(TO DO):
Reproduce verbatim the part of the listing below that opens with the line containing "Point out every instance of the white boat" and closes with the line containing "x=650, y=371", including both of those lines.

Point annotation records:
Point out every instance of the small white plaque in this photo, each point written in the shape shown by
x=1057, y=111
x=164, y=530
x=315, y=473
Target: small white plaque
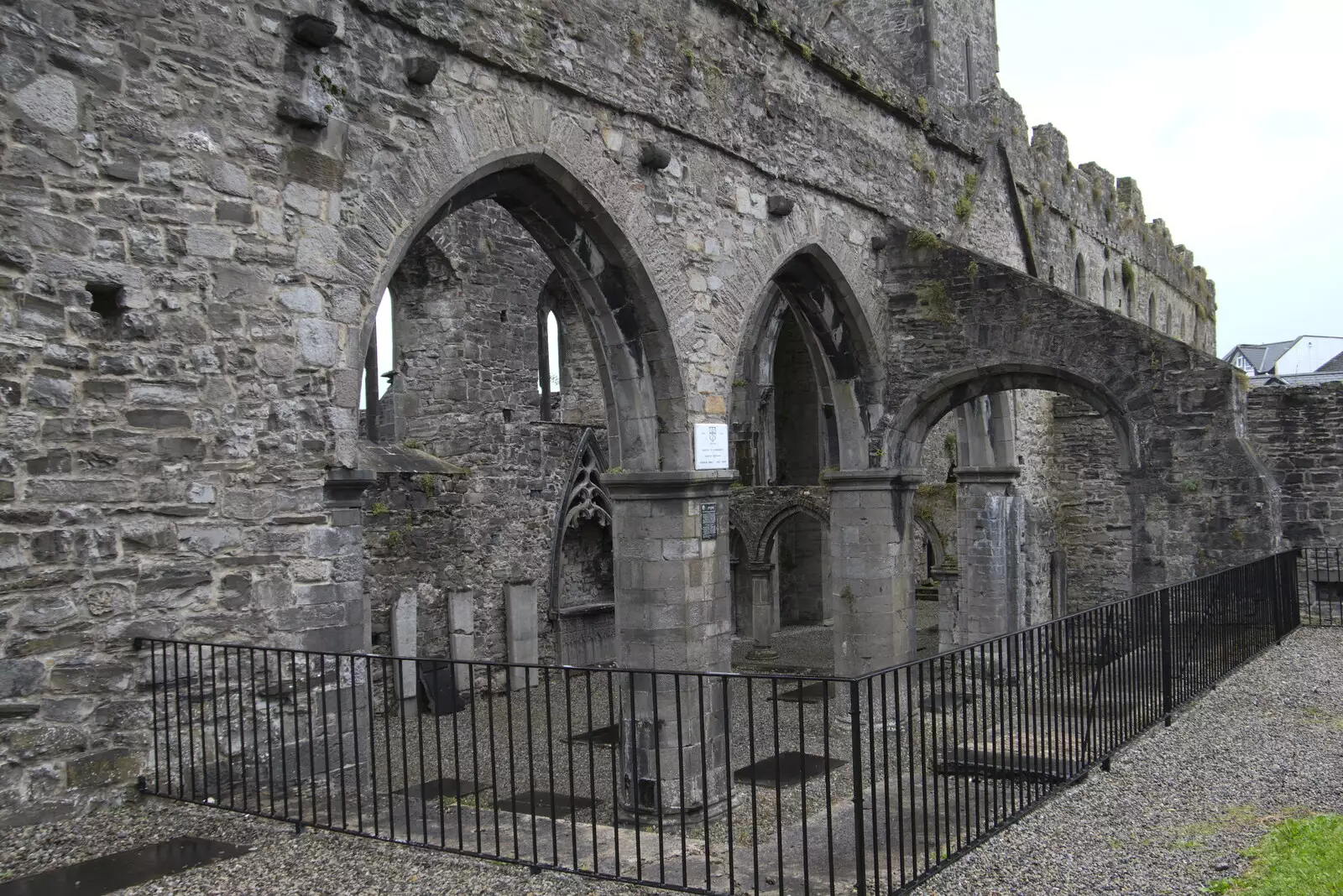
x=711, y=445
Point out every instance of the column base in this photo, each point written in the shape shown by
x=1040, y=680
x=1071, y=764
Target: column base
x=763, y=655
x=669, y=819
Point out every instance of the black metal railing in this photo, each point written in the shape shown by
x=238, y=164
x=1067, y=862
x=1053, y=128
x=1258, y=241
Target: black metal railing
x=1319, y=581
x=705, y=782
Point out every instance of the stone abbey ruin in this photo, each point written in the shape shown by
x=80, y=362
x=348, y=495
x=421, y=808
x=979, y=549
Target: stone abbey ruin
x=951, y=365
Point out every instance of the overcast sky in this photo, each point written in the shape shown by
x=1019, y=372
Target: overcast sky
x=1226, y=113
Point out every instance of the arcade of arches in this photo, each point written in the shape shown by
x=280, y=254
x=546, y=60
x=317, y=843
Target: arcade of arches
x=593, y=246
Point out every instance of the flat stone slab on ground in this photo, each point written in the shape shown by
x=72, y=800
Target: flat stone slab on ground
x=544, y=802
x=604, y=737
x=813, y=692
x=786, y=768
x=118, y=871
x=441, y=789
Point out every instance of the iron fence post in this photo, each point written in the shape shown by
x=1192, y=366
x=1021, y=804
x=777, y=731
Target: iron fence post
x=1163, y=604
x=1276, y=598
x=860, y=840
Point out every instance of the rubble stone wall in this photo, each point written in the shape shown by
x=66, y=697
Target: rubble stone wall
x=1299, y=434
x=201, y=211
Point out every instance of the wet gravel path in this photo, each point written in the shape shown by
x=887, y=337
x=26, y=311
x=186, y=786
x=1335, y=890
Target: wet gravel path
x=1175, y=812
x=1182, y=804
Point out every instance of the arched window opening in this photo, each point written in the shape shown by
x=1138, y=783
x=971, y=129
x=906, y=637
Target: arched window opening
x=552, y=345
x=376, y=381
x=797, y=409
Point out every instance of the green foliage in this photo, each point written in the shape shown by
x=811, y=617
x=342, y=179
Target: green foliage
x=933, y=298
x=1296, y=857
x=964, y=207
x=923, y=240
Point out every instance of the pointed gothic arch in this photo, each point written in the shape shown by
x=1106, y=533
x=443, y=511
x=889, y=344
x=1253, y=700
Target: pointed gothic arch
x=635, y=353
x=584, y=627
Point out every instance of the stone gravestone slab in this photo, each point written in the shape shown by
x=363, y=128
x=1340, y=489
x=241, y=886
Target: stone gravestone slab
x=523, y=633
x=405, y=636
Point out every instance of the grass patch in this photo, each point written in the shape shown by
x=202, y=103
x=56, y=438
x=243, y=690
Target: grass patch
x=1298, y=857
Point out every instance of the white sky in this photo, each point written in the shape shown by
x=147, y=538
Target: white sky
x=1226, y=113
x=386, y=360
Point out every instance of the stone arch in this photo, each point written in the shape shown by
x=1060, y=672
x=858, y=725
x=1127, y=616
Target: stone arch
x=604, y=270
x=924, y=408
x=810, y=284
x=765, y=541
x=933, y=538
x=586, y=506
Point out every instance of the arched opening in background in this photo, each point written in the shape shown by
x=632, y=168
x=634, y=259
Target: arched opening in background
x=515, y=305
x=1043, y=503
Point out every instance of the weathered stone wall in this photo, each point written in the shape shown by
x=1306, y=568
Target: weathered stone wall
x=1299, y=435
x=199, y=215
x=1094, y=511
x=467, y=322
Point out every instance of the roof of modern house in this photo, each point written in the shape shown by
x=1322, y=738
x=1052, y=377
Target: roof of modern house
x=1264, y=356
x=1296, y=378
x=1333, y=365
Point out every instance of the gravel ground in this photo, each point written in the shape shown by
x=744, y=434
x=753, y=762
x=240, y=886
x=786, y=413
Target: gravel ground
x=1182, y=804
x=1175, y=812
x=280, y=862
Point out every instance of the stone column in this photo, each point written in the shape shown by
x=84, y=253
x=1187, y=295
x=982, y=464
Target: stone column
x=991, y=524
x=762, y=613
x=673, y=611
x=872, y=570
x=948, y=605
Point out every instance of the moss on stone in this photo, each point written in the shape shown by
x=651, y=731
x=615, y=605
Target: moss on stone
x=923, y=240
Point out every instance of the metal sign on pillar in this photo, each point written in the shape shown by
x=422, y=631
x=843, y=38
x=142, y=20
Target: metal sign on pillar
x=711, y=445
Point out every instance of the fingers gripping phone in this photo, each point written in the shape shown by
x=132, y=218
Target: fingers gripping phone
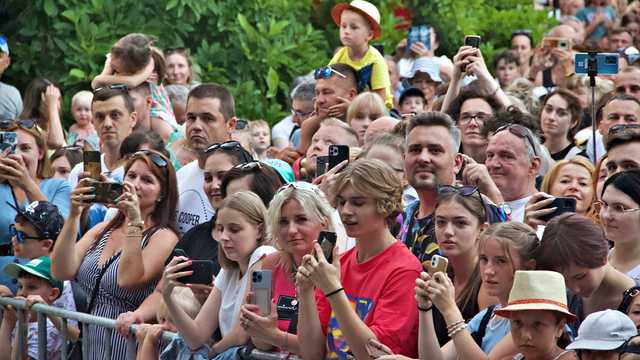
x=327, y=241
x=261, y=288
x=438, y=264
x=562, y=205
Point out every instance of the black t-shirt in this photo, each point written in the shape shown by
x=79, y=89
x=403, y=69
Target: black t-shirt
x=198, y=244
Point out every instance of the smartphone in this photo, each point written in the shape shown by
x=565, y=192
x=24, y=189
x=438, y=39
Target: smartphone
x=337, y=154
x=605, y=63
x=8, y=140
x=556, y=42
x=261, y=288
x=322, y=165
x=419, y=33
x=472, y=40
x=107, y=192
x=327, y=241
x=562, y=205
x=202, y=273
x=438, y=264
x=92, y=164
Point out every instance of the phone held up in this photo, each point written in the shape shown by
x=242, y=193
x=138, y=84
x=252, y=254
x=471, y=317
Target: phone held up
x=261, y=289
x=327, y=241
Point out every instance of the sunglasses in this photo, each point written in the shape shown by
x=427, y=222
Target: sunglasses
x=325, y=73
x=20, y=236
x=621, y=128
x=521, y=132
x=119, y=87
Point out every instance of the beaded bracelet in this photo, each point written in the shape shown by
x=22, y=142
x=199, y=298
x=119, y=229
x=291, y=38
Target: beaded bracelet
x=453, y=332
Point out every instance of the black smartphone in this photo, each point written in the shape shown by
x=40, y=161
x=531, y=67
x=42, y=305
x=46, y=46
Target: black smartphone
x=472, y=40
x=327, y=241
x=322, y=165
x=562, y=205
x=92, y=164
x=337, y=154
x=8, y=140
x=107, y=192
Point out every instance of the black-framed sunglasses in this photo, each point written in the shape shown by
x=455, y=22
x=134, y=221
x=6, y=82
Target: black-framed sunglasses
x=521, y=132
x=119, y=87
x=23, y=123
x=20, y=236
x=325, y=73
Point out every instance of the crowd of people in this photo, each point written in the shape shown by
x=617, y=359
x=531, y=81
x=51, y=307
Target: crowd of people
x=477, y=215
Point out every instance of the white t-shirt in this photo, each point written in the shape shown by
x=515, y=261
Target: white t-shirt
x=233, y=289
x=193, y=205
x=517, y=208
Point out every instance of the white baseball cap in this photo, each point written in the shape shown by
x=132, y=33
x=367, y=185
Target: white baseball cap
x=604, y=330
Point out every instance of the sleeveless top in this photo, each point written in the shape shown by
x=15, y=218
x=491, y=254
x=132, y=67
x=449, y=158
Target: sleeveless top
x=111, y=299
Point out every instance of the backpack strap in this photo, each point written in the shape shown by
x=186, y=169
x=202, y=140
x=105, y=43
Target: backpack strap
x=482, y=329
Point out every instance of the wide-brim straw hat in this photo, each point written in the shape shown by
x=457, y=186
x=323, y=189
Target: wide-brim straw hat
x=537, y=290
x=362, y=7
--
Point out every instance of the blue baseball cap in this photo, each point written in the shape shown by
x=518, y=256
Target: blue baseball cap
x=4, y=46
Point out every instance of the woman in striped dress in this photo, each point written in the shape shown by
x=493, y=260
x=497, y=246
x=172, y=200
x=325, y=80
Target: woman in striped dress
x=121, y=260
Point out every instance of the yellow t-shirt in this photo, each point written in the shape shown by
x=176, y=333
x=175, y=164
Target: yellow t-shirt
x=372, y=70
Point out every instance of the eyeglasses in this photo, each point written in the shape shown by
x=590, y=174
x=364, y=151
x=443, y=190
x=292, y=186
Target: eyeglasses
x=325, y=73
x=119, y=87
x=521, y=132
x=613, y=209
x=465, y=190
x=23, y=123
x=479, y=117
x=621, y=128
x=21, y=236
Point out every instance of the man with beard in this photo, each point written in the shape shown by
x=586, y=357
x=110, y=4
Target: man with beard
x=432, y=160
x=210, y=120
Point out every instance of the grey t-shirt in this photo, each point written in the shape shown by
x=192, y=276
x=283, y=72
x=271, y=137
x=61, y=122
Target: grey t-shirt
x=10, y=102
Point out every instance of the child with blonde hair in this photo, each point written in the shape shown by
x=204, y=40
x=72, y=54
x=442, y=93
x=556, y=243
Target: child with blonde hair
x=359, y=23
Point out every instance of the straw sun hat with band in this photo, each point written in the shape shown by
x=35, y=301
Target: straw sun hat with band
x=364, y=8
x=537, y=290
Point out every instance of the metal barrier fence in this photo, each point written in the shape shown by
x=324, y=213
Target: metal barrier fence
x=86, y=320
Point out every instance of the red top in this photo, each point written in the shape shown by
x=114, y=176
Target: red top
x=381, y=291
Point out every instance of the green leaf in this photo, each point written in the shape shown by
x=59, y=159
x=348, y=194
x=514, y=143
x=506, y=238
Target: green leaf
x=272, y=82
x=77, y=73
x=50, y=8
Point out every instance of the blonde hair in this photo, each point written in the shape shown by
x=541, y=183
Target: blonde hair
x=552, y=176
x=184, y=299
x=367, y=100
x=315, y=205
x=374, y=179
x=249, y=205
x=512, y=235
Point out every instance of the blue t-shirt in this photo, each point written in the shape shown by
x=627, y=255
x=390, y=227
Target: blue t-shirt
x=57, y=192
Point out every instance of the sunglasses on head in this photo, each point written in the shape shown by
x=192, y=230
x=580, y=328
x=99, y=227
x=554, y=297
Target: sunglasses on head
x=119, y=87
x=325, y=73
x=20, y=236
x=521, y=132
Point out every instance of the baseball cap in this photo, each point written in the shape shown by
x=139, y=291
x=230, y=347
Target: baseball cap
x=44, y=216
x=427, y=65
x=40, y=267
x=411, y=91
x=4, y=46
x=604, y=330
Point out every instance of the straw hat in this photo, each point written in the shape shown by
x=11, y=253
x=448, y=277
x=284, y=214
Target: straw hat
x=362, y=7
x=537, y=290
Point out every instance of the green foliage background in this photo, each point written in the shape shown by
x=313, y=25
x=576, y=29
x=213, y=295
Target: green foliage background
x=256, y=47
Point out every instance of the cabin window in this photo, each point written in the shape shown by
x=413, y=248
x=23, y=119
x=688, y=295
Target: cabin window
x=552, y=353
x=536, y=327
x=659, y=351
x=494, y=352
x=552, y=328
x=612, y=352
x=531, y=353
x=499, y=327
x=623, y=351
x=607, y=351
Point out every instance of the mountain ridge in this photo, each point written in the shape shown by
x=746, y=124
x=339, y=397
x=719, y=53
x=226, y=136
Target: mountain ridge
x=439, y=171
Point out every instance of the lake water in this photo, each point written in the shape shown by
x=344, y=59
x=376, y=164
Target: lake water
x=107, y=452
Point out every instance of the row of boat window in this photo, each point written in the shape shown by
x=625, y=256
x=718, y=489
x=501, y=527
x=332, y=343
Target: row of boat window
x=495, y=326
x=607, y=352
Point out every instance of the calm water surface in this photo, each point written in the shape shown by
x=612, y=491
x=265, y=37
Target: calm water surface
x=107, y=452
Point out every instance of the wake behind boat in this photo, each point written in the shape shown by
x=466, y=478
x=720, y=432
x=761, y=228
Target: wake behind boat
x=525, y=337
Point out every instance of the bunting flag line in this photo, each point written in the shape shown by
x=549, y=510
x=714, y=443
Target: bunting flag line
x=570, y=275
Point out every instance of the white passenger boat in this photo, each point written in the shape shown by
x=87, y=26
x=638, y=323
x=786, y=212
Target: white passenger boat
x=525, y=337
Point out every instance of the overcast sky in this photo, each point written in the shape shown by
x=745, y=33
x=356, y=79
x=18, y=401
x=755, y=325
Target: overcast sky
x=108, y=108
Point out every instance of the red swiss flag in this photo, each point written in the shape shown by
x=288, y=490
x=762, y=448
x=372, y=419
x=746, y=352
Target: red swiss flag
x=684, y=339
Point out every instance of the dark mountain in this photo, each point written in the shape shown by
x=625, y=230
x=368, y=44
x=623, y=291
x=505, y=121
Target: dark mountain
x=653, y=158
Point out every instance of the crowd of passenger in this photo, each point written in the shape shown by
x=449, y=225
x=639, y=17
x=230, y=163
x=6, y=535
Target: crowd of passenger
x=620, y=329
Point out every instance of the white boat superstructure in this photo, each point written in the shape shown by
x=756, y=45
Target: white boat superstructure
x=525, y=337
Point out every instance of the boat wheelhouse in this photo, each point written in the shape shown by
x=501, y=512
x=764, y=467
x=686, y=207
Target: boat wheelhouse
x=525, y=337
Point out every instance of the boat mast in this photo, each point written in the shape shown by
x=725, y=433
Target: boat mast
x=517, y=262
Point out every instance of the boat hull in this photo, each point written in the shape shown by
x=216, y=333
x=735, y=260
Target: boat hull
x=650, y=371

(RESULT):
Point out every instance of the white boat superstructure in this photo, each point written in the shape shown by
x=756, y=45
Target: white boat superstructure
x=525, y=337
Point out every instance of the boat wheelhouse in this photo, each point written in the shape shown by
x=501, y=512
x=764, y=467
x=686, y=207
Target: boat wheelhouse
x=525, y=337
Point out every instance of the boat mast in this photo, each point written in the shape shown by
x=725, y=433
Target: boat mast
x=517, y=262
Point out every instance of the boat hull in this photo, each point written in the shape shown by
x=216, y=333
x=735, y=260
Target: boat hull
x=650, y=371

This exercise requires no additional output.